» **ABOUT THIS TASK**: Every entry below should be restated word for word, except for its images.

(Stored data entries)
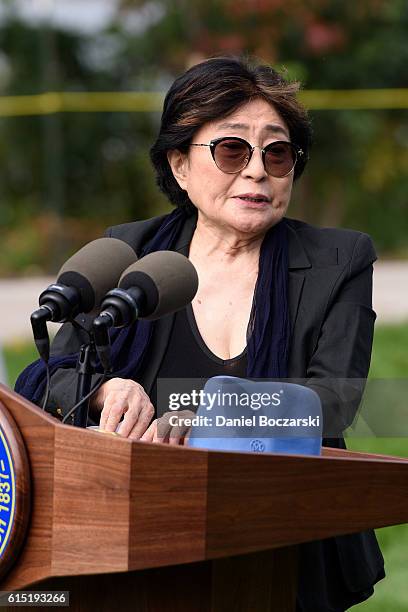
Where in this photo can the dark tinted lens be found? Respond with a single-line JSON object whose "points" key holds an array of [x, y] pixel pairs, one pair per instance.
{"points": [[231, 155], [280, 158]]}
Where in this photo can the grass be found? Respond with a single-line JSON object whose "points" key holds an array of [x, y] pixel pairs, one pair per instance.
{"points": [[389, 360]]}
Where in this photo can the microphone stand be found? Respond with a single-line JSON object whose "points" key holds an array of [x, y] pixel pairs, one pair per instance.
{"points": [[85, 368]]}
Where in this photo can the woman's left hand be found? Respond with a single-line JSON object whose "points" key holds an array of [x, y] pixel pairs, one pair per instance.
{"points": [[170, 428]]}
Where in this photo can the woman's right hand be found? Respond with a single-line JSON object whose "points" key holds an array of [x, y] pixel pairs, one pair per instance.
{"points": [[123, 397]]}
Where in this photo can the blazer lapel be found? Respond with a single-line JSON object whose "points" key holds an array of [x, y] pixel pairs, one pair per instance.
{"points": [[298, 261]]}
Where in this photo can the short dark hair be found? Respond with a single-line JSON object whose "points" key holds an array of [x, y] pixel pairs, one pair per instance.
{"points": [[214, 89]]}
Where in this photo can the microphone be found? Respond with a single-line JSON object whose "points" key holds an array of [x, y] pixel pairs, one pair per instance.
{"points": [[156, 285], [81, 285]]}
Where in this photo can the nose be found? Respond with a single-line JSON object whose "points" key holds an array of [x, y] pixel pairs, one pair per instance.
{"points": [[255, 169]]}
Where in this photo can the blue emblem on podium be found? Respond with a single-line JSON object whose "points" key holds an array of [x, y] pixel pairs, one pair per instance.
{"points": [[7, 493]]}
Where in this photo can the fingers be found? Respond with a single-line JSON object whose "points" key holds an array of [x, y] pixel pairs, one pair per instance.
{"points": [[150, 432], [125, 398], [137, 418]]}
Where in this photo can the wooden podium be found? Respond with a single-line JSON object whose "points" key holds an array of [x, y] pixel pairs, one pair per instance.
{"points": [[146, 527]]}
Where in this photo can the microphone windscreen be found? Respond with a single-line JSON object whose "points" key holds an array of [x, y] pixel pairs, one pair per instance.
{"points": [[168, 280], [95, 269]]}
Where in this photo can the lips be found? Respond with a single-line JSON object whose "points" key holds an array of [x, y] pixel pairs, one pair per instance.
{"points": [[257, 198]]}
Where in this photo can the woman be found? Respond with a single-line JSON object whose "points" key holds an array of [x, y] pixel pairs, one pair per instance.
{"points": [[277, 297]]}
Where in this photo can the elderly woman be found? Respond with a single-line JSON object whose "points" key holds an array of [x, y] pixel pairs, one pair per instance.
{"points": [[277, 297]]}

» **RESPONSE TO THIS TASK**:
Where in this photo can the dark tinted lens be found? Respond with a single-line JSON object whose "points" key holds an array of [x, y] pixel pairs, one pair per instance.
{"points": [[231, 155], [280, 158]]}
Where in this photo can the grass be found? Respond with a single-line JSON object whose "points" key holds an array of [x, y] pixel pairs, one pair per instance.
{"points": [[389, 360]]}
Where in this photo can the microphone stand be found? Respond with a single-line JSON object whose "points" key holds an array of [x, y] pixel pairs, one pair per instance.
{"points": [[85, 368]]}
Where in this photo can the woman's left hand be found? Respond with a single-line JSON object whose "points" key holds an array of [x, y] pixel pairs, one pair per instance.
{"points": [[170, 428]]}
Where in this photo can the woman's right hand be found? Respond with a single-line JSON object whose "points" key holds an array of [x, y] pixel pairs, one pair per instance.
{"points": [[123, 397]]}
Where in this photo can the blazer lapel be found? Respond with a single-line JSON object whose "points" key holds an array of [x, y] pixel pairs, one pair per instance.
{"points": [[298, 261]]}
Where in this photo can the short dark hair be found? Respond with a single-line JSON object whose "points" key holds an array of [x, y] pixel pairs, one pair per instance.
{"points": [[214, 89]]}
Where in this photo can the microphone be found? Respond with a single-line JSON object whose "points" key holds an array of [x, y] pixel pairs, one pair per instance.
{"points": [[156, 285], [81, 285]]}
Where in this photo can the nose be found? Respond with a single-line JSON object whose "points" key holds an array of [x, y] pixel pairs, one pair per instance.
{"points": [[255, 169]]}
Where in this photo can the blue emblem on podium be found? Respond with a single-line JSON object whose "points" key holds an array of [x, y] pixel pairs, one pair per instance.
{"points": [[7, 493]]}
Where in this photo can the fingers be found? Respond with a single-line JSON object whose "points" key holds an array of [x, y] pixel pairs, one pair per instance.
{"points": [[150, 432], [125, 398], [137, 418]]}
Where in this photo can the wooden podium be found? Respond with a single-line JSON object whose "points" key holds an array of [x, y] pixel pairs, one pair per instance.
{"points": [[146, 527]]}
Where in this photo can the microphone windscreen be found? Respond with a single-line JSON object whose "points" key holds an array of [x, y] pixel pairs, one pair per instance.
{"points": [[168, 280], [95, 269]]}
Where in this photo can the lips be found? Respond with a single-line JSON object whose "points" key holds an array of [x, y] pixel pairs, one pair per instance.
{"points": [[257, 198]]}
Where in this photo can the woman be found? Respond with a single-line JSON object whose "points" key holds an array of [x, y] pixel pairs, one pair per instance.
{"points": [[277, 297]]}
Where in this photo can the elderly woman be found? Respond with a single-line JSON object whose "points" key holds an array of [x, y] pixel pairs, one pair per instance.
{"points": [[277, 297]]}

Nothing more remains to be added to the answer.